### Set exercise
Starting at the line that contains "get_box(gray wall)" and ending at the line that contains "top-left (378, 188), bottom-right (402, 243)", write out only those lines again, requests included, scaling every coordinate in the answers by 1.4 and rounding to whole numbers, with halves rounded up. Keep the numbers in the requests and their format samples unchanged.

------

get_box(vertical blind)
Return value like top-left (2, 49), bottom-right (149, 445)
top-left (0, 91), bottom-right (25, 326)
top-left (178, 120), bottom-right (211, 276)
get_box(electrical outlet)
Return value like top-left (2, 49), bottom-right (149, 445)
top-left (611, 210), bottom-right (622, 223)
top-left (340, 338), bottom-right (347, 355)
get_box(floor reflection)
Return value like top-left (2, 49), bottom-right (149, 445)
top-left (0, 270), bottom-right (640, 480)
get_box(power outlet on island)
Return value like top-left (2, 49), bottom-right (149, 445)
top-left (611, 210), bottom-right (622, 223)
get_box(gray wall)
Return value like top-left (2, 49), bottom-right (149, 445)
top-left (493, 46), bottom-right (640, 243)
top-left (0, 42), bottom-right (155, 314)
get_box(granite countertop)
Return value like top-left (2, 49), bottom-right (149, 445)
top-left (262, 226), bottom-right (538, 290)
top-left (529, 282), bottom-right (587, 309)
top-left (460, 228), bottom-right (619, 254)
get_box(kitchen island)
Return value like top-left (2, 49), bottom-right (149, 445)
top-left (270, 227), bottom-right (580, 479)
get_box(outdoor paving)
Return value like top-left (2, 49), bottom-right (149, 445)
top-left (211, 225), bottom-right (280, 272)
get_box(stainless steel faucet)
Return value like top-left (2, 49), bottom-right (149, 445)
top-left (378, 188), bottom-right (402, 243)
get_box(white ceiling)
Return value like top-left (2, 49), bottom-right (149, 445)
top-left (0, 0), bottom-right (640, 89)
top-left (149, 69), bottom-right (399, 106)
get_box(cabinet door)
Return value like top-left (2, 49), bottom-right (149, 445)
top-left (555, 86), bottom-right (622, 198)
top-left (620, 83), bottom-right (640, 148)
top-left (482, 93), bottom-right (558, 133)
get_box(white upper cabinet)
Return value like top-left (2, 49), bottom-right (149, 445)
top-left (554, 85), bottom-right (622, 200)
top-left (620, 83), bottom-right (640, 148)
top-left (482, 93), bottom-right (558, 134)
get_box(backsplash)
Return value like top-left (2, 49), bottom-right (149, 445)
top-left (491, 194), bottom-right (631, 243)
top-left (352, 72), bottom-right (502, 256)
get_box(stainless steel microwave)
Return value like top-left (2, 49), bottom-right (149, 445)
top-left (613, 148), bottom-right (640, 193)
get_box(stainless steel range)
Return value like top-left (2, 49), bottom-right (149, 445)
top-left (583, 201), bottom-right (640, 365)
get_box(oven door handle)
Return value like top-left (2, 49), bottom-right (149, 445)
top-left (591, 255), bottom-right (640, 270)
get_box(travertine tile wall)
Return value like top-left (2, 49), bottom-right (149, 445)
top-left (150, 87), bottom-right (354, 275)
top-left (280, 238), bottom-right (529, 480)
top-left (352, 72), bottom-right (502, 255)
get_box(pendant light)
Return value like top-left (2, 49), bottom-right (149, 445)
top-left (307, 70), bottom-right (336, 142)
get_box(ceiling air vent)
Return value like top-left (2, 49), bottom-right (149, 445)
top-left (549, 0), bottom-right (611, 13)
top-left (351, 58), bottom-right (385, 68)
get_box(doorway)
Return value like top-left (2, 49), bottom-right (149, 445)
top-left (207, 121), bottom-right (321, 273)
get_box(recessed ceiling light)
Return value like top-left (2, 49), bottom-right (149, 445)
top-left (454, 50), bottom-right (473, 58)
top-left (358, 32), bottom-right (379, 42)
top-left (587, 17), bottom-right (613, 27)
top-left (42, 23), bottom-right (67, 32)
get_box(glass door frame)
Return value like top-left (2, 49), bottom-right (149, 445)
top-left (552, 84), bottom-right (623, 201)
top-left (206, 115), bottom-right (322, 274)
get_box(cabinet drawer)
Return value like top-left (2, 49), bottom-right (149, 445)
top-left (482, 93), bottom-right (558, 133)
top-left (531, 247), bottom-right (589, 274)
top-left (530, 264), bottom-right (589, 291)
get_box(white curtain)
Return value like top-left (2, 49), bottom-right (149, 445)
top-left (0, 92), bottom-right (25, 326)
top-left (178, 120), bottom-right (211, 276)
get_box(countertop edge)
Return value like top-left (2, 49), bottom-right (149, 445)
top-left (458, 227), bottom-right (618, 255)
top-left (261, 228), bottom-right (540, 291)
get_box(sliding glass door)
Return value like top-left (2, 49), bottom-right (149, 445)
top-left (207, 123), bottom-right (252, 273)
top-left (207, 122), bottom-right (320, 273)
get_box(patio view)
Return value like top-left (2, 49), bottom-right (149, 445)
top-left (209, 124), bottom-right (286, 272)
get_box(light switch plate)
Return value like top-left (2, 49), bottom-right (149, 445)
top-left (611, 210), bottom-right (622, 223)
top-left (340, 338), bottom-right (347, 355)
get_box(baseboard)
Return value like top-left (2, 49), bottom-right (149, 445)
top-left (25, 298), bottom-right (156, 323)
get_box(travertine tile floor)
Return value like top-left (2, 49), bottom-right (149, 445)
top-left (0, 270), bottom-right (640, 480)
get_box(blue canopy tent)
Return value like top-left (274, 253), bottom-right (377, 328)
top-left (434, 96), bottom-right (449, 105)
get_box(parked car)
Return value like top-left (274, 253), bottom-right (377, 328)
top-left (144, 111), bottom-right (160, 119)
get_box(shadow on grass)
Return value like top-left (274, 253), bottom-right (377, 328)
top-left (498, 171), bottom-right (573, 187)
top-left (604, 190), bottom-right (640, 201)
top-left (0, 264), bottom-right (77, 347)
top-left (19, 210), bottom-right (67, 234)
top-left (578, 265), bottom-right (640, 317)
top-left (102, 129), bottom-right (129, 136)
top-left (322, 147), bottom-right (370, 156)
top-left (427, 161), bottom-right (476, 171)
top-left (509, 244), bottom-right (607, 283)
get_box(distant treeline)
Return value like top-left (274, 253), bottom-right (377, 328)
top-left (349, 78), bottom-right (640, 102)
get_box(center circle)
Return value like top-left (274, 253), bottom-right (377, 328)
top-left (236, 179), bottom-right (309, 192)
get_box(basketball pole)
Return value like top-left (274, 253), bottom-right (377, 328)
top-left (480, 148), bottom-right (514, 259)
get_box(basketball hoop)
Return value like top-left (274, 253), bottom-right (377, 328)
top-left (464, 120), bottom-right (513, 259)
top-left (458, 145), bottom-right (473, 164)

------

### Answer to the exercise
get_box(gray wall)
Return value like top-left (2, 49), bottom-right (149, 445)
top-left (690, 64), bottom-right (896, 340)
top-left (0, 59), bottom-right (217, 440)
get_box(granite countertop)
Return value like top-left (2, 49), bottom-right (149, 445)
top-left (367, 316), bottom-right (753, 406)
top-left (741, 395), bottom-right (822, 433)
top-left (644, 319), bottom-right (867, 356)
get_box(kitchen island)
Return value like top-left (2, 49), bottom-right (149, 445)
top-left (378, 318), bottom-right (812, 671)
get_box(outdoor paving)
Return value like top-left (2, 49), bottom-right (149, 445)
top-left (295, 315), bottom-right (392, 381)
get_box(stainless steel faucet)
Return value like top-left (2, 49), bottom-right (149, 445)
top-left (529, 263), bottom-right (563, 340)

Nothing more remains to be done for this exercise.